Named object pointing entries

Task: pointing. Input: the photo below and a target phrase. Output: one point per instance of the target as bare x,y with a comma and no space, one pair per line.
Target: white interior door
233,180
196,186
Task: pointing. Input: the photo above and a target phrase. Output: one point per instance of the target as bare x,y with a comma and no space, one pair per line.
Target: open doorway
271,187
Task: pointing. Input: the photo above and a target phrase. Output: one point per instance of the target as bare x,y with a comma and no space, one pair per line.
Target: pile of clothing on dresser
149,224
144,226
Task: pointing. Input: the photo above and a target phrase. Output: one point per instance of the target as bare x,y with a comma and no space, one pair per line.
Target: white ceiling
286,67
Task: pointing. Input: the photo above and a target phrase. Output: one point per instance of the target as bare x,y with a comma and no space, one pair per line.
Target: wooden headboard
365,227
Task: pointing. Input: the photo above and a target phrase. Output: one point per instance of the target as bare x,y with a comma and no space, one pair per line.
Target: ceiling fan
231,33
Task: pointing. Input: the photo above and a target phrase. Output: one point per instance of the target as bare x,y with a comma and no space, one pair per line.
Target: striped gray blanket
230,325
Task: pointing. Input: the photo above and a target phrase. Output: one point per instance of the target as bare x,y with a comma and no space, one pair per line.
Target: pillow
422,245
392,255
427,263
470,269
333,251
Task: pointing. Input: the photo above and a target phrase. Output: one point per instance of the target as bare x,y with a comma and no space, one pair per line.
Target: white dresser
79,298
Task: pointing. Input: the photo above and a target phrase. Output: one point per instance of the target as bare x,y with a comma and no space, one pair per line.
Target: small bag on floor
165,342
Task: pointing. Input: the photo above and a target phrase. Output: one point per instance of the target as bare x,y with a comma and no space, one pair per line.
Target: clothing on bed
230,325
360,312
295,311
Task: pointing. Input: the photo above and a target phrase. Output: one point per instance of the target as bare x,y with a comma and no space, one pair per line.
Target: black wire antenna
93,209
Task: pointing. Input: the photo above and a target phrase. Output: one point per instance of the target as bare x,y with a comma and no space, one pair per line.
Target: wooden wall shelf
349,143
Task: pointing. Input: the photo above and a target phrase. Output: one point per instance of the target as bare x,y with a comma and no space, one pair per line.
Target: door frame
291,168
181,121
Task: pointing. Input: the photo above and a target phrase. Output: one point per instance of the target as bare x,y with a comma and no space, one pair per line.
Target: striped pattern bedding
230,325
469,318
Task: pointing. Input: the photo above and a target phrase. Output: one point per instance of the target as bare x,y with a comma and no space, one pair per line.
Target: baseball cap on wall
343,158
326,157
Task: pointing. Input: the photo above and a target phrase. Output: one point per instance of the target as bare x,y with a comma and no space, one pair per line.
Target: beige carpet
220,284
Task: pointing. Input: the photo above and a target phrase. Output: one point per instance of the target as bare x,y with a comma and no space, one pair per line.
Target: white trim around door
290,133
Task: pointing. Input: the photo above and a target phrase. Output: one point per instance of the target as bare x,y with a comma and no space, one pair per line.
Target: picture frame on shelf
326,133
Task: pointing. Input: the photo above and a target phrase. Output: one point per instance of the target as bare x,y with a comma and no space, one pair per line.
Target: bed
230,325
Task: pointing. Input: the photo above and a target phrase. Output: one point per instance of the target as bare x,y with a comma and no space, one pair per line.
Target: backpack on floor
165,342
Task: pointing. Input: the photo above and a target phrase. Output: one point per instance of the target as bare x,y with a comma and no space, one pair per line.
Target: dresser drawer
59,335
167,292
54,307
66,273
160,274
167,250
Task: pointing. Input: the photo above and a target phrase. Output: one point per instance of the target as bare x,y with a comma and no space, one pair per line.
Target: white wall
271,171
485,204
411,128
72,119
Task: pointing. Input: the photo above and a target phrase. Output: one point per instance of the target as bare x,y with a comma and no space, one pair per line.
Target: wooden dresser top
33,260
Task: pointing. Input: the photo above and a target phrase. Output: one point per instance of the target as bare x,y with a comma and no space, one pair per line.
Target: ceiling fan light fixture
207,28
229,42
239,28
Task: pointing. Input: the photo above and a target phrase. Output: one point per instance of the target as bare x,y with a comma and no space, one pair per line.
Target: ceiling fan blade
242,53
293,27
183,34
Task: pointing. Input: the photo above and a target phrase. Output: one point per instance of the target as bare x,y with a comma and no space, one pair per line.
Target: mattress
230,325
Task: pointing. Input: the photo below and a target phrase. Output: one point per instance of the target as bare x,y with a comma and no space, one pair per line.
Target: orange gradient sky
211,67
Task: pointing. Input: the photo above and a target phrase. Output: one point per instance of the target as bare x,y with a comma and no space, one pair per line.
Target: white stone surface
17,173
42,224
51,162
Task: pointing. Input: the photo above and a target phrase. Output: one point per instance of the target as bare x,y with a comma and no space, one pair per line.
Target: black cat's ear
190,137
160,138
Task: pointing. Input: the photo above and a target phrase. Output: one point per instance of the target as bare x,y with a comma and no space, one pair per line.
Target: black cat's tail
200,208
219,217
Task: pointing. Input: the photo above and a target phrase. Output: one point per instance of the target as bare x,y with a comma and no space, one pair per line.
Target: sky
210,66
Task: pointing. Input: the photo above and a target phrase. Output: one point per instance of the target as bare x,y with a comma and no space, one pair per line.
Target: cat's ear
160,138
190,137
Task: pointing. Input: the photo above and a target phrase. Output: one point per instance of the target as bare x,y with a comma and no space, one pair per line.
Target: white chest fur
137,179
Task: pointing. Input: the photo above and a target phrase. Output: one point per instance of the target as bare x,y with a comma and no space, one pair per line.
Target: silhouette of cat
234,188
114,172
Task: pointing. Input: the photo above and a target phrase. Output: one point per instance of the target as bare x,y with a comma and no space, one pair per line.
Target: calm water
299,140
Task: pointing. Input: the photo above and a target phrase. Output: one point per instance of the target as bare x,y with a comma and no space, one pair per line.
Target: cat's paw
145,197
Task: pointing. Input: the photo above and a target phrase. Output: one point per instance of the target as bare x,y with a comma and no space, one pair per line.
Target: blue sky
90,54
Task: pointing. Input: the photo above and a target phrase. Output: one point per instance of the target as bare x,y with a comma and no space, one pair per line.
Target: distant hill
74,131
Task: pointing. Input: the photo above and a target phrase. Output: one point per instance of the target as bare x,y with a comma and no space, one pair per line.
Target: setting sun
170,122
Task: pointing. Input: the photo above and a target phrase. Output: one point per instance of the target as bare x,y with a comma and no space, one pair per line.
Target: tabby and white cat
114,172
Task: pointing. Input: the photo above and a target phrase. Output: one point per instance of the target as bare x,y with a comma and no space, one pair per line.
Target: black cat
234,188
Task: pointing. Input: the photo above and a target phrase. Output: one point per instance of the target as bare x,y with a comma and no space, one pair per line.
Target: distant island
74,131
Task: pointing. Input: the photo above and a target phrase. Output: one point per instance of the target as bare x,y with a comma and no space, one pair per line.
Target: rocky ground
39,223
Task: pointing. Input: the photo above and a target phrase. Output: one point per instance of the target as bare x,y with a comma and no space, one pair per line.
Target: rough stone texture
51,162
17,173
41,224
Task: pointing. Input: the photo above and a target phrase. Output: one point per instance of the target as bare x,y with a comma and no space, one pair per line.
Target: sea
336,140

→ WRITTEN REQUEST: Your task is to transcribe the material exactly.

→ FINAL RESULT:
Task: pointing. Input: the photo below and a target phrase. Output: one point per instance of the target as bare x,y with a comma and no space, one pair per line.
Target: white interior door
233,180
196,186
Task: pointing. Input: the photo above and a target phrase. Output: one point per instance of the target as bare x,y with a comma and no space, one pair per line.
Target: open doorway
271,187
Task: pointing. Input: the photo above and a target phrase. Output: one point per instance of the target as bare x,y with a comma and no space, one pair per line.
Target: pile of clothing on dresser
149,224
144,226
Task: pointing. Input: the photo above and a target phrase. Output: one point per instance of the target as bare x,y with a comma and no space, one pair per line.
Target: white ceiling
286,67
Task: pointing. Input: the photo above and a target phrase. Output: one point per instance of the target as bare x,y with a comma and no space, one pair per line.
Target: wooden headboard
365,227
Task: pointing. Input: the photo above and a target phrase. Output: one point per instance of the target as bare x,y with a comma and no space, one pair per line.
Target: ceiling fan
231,33
Task: pointing. Input: the photo above and a target phrase. Output: one point per instance of the target as bare x,y with a comma and no space, one pair per line.
Target: striped gray blanket
230,325
Task: pointing. Input: the photo above and a target phrase. Output: one point per instance of the target as bare x,y with a comma and no space, one pair per line.
Target: pillow
422,245
392,255
427,263
470,269
333,251
Task: pointing. Input: the photo above and a target phrase. Output: one point per instance of the target as bare x,y with a comma and no space, one pair per line.
Target: white dresser
79,298
Task: pointing. Input: the photo above and a target phrase. Output: one point per instance of the target as bare x,y with a comma and no space, one pair per line.
Target: small bag on floor
165,342
Task: pointing. Input: the photo above and a target phrase. Output: one point per instance of the target as bare x,y with a comma and no space, one pair per line.
Target: clothing on bed
230,325
360,312
295,311
Task: pointing. Input: the photo above and a target phrase. Output: one point per instance of the target as bare x,y with a comma and no space, one pair per line.
Target: black wire antenna
93,209
Task: pointing. Input: the photo above and a target phrase. Output: one point per instance of the target as bare x,y with a comma and no space, one pair per line.
Target: wooden wall shelf
349,143
Task: pointing. Input: the photo above and a target phrase. Output: one point per instance of the target as bare x,y with a comma and no space, one pair per line.
Target: door frame
291,168
181,121
Task: pointing. Input: the photo above and a target phrase. Output: one point per instance of the target as bare x,y with a comma and no space, one pair per line.
Target: striped pattern bedding
230,325
469,318
Task: pointing. Input: the photo above and a target phrase. Output: one point per instance of the target as bare x,y with a comma and no space, one pair per line.
Target: baseball cap on wall
343,158
326,157
Task: pointing. Input: the photo above and a target phrase. Output: one point per instance of the target as bare x,y with a comma and no space, one pair per line.
Target: beige carpet
220,284
Task: pointing. Input: the photo above and a target phrase. Output: one point per instance of the target as bare x,y with a comma and no space, one pair per line.
Target: white trim around door
290,133
Task: pointing. Input: the photo above and a target phrase. Output: one point per instance of the target as bare x,y with a comma and no space, one pair per line.
Target: picture frame on shelf
326,133
Task: pointing. Input: the photo above and a target phrase. Output: one point per instance of the target as bare x,y with a comma and no space, one pair per line.
Target: bed
230,325
Task: pointing. Input: the photo above and a target phrase. Output: one point per instance of the target as bare x,y with a comma and no space, one pair per line.
Target: backpack on floor
165,342
Task: pointing. Input: the photo above and a target phrase. Output: one point per instance of the target as bare x,y with a comma and no space, one pair per line.
Target: dresser drawer
59,335
167,292
54,307
66,273
160,274
167,250
Task: pointing. Input: the photo above and a target phrase. Output: one point per instance of the target as bare x,y with a comma and no space, one pair per line.
Target: white wall
271,171
485,204
411,128
72,119
Task: pointing. Input: the photo above and a target phrase. Output: one point per instance of the target as bare x,y with a comma and no space, one pair per line.
Target: wooden dresser top
33,260
Task: pointing. Input: the photo above and a target phrase. Output: one point per instance of the target as bare x,y with a comma and no space, one pair per line.
Target: ceiling fan light fixture
207,28
229,42
239,28
Task: pointing. Input: the photo above and a target phrase. Output: one point per instance of the target as bare x,y with a comma and no space, one pair per line.
Target: ceiling fan blade
242,53
293,27
183,34
Task: pointing. Input: the photo above and a target phrase. Output: one point per instance of the target as bare x,y with a comma and no space, one pair per line.
Target: mattress
230,325
Task: pointing. Input: the photo below and a target phrase. Output: one point per instance of the target as bare x,y with a comma and no space, one pair per line.
Target: orange gradient sky
211,67
Task: pointing. Input: the photo above and a target phrase. Output: one point per instance of the target as bare x,y with a comma and no space, one pair per line.
Target: white stone surface
17,173
42,224
51,162
Task: pointing. Input: the photo above and a target phrase. Output: one point per instance of the target as bare x,y with a comma and no space, one pair per line.
Target: black cat's ear
190,137
160,138
Task: pointing. Input: the photo above and a target phrase. Output: one point per instance of the target as bare x,y with a comma and no space, one pair per line.
Target: black cat's tail
200,208
219,217
Task: pointing. Input: the photo above and a target phrase. Output: one point per instance of the target as bare x,y with a comma and no space, one pair per line.
Target: sky
210,66
Task: pointing. Input: the photo above and a target phrase. Output: one point per instance of the target as bare x,y with a comma and no space, one pair per line.
Target: cat's ear
160,138
190,137
Task: pointing. Input: the photo above and a target phrase. Output: one point per instance of the target as bare x,y with a comma and no space, one pair per line.
Target: white chest fur
137,179
Task: pointing. Input: the photo above and a target phrase. Output: one point per instance of the target as bare x,y with a comma and no space, one pair per line.
Target: silhouette of cat
234,188
114,172
Task: pointing. Input: the photo above and a target phrase. Output: one point per instance of the target as bare x,y with a comma and no space, one pair per line.
Target: calm water
299,140
Task: pointing. Input: the photo above and a target phrase. Output: one point per instance of the target as bare x,y with a comma and no space, one pair per line.
Target: cat's paw
145,197
Task: pointing. Input: the photo above and a target phrase. Output: one point per instance of the target as bare x,y with a comma and no space, one pair per line.
Target: blue sky
90,54
Task: pointing. Input: the photo above and a target phrase. Output: one point per instance of the target as bare x,y with a comma and no space, one pair per line.
Target: distant hill
74,131
Task: pointing. Input: the photo above and a target phrase. Output: one point per instance of the target as bare x,y with a comma and no space, one pair per line.
Target: setting sun
170,122
Task: pointing. Input: the photo above and a target phrase. Output: one point per instance of the target as bare x,y with a comma and no space, one pair per line.
Target: tabby and white cat
114,172
Task: pointing. Input: the photo above and a target phrase. Output: one point per instance of the target as bare x,y with a comma and no space, one pair per line.
Target: black cat
234,188
Task: pointing. Input: the photo above and a target phrase. Output: one point per instance of the target as bare x,y with a comma and no space, one pair per line.
Target: distant island
74,131
Task: pointing. Input: the photo above and a target phrase. Output: one point per instance of the target as bare x,y with a comma and no space, one pair per line.
Target: rocky ground
39,223
Task: pointing. Input: the photo above and a target phrase. Output: one point per instance of the target as bare x,y with a comma and no space, one pair per line.
Target: rough stone texture
51,162
17,173
41,224
Task: pointing. Input: the photo above and a target phrase. Output: one point per instance of the target as bare x,y with a comma and no space, one pair per line.
Target: sea
336,140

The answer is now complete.